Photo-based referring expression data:
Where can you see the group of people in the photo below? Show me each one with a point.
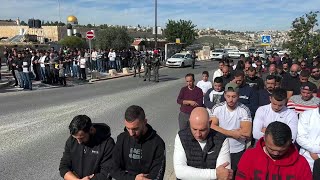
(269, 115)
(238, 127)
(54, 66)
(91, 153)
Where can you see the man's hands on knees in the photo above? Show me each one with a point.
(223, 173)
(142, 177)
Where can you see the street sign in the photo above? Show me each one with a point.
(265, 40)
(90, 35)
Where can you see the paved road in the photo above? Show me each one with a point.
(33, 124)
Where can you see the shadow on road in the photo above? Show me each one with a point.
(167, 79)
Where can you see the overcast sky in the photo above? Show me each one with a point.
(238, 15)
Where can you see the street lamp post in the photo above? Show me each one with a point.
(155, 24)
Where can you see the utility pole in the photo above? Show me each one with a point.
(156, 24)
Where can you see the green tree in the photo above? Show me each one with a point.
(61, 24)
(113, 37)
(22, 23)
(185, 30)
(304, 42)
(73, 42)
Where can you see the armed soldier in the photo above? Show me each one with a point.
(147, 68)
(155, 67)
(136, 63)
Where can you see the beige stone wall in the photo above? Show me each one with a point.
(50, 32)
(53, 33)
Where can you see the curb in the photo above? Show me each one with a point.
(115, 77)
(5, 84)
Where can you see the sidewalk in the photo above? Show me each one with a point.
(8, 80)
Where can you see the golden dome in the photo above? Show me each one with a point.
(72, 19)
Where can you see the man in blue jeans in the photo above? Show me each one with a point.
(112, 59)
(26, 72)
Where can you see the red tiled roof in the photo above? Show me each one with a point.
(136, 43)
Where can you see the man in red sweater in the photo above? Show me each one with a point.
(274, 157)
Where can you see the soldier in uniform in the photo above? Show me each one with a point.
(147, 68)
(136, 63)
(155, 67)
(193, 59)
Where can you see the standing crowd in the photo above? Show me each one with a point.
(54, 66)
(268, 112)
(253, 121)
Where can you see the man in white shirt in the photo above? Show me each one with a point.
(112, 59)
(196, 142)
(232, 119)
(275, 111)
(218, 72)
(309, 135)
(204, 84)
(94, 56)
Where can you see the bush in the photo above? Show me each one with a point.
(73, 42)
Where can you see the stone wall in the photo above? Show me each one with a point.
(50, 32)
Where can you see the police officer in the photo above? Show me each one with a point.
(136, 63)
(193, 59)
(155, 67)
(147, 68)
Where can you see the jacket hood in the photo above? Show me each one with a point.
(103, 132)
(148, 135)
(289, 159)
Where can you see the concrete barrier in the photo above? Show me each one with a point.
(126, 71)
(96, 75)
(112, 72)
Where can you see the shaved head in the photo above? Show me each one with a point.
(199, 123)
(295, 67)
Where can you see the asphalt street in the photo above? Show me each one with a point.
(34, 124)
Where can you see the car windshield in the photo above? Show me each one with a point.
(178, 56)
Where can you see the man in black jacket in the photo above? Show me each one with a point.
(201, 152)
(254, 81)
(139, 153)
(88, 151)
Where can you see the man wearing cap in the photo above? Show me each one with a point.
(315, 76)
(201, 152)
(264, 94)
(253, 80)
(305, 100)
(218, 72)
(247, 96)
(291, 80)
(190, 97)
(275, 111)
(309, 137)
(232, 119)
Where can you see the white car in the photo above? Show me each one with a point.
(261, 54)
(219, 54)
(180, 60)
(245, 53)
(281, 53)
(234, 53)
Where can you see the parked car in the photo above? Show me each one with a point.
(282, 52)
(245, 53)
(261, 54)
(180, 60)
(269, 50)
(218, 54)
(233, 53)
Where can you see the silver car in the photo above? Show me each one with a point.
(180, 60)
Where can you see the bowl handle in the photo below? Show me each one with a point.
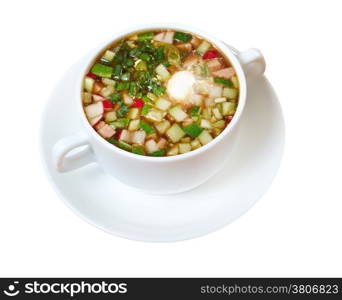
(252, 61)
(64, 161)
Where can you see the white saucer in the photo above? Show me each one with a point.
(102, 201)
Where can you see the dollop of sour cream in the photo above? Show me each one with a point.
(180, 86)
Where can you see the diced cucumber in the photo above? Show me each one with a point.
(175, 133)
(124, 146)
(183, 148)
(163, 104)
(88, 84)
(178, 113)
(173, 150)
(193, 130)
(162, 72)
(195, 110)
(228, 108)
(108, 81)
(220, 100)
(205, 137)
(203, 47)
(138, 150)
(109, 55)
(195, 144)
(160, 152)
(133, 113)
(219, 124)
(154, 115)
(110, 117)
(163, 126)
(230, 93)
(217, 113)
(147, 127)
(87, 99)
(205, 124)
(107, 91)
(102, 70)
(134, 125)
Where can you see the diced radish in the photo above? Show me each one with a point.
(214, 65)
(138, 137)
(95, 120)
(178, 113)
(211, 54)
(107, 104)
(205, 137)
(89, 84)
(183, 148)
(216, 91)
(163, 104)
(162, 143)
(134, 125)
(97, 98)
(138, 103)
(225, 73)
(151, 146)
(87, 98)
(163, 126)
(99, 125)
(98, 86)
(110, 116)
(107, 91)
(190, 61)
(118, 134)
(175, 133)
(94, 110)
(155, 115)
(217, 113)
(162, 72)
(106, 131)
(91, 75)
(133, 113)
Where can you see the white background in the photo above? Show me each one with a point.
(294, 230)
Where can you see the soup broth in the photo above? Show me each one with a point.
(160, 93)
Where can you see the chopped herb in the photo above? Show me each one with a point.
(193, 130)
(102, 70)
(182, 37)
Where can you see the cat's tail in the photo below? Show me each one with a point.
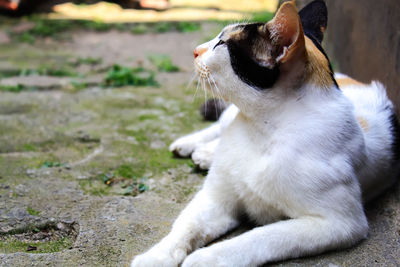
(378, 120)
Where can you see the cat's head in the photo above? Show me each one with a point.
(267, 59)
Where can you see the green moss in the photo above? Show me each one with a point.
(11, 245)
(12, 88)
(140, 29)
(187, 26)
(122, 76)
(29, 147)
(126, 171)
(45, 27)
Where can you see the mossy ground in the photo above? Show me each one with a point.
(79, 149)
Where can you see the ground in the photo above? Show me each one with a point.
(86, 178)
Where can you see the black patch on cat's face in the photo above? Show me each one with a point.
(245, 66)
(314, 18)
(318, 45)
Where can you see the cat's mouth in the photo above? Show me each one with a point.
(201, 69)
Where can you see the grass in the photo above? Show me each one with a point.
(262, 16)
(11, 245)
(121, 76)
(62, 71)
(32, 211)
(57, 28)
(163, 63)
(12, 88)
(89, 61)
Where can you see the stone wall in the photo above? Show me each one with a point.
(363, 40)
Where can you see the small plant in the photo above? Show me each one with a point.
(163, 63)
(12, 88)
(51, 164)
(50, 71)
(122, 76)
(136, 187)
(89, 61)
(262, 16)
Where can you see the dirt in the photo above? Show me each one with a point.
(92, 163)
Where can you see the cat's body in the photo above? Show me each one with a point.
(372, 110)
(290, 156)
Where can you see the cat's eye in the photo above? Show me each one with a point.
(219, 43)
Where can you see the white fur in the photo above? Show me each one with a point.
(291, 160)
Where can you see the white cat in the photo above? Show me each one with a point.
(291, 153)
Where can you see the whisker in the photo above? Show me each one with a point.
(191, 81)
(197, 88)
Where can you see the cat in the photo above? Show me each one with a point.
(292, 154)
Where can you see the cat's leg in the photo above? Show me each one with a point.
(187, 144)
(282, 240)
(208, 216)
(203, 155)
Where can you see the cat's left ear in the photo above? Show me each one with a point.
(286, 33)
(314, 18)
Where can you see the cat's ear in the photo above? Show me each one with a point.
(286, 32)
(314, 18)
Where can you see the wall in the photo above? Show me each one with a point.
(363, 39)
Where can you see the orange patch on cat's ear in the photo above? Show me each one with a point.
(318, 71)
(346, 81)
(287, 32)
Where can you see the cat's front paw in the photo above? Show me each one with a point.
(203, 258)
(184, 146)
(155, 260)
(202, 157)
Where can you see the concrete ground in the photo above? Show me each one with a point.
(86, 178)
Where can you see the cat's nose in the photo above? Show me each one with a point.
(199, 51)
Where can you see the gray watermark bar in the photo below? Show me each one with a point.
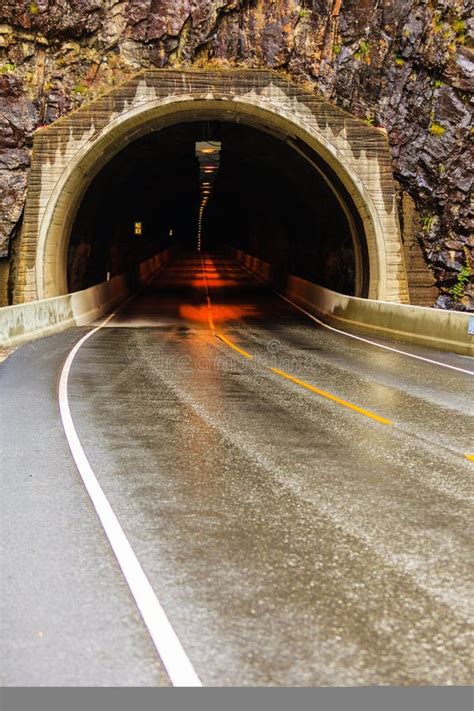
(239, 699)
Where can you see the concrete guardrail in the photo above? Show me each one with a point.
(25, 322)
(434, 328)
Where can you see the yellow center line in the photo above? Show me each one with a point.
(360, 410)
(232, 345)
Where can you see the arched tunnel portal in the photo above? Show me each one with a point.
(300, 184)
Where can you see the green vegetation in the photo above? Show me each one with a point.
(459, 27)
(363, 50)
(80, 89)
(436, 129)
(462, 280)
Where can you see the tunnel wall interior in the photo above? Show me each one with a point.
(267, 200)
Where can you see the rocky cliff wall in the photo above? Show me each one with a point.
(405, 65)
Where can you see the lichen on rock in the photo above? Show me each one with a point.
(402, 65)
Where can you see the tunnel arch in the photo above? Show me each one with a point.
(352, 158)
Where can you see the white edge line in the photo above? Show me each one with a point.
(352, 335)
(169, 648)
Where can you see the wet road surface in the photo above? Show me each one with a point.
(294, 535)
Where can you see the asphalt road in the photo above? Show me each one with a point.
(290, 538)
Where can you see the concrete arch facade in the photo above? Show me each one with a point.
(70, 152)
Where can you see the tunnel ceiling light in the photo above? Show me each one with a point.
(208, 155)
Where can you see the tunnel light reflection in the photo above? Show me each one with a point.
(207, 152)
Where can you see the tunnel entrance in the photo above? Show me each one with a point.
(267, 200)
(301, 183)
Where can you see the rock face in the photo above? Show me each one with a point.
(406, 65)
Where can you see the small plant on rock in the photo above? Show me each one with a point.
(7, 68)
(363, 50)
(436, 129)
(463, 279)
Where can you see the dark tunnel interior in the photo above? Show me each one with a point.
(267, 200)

Instructions for the task:
Starting with the line that contains "Where can you see the lichen", return every line through the last one of the records, exactly as written.

Result for this task:
Where can you see the lichen on rock in the photo above? Show me each one with a point.
(402, 65)
Where can you see the tunnel arch in the photo above? Show me each one with a point.
(352, 158)
Where can you see the white edge line in the photo above? Show me each one with a point.
(352, 335)
(169, 648)
Where can you see the wet road surface in the photo above? Show me each one with a point.
(294, 535)
Where can you see the asphalt road in the photo above? Show me each one with a point.
(290, 538)
Where can you see the concrete arch facade in the photo above? Show me each one with a point.
(70, 152)
Where can you see the tunnel ceiling light in the photo above? Show me each one with a point.
(208, 155)
Where can you see the tunnel light reflection in the photo above? Show me each one with a point.
(207, 152)
Where can you see the tunnel entrance in the photo above? Show me each one with a point.
(267, 200)
(301, 183)
Where can you see the rock face in the photo above? Show me each one with a point.
(406, 65)
Where can you see the small plant on rock in the photo above? Show me each one with a point.
(7, 68)
(363, 50)
(436, 129)
(463, 279)
Where can you see the dark tunnel interior in the photo above? Show me each one with a point.
(267, 200)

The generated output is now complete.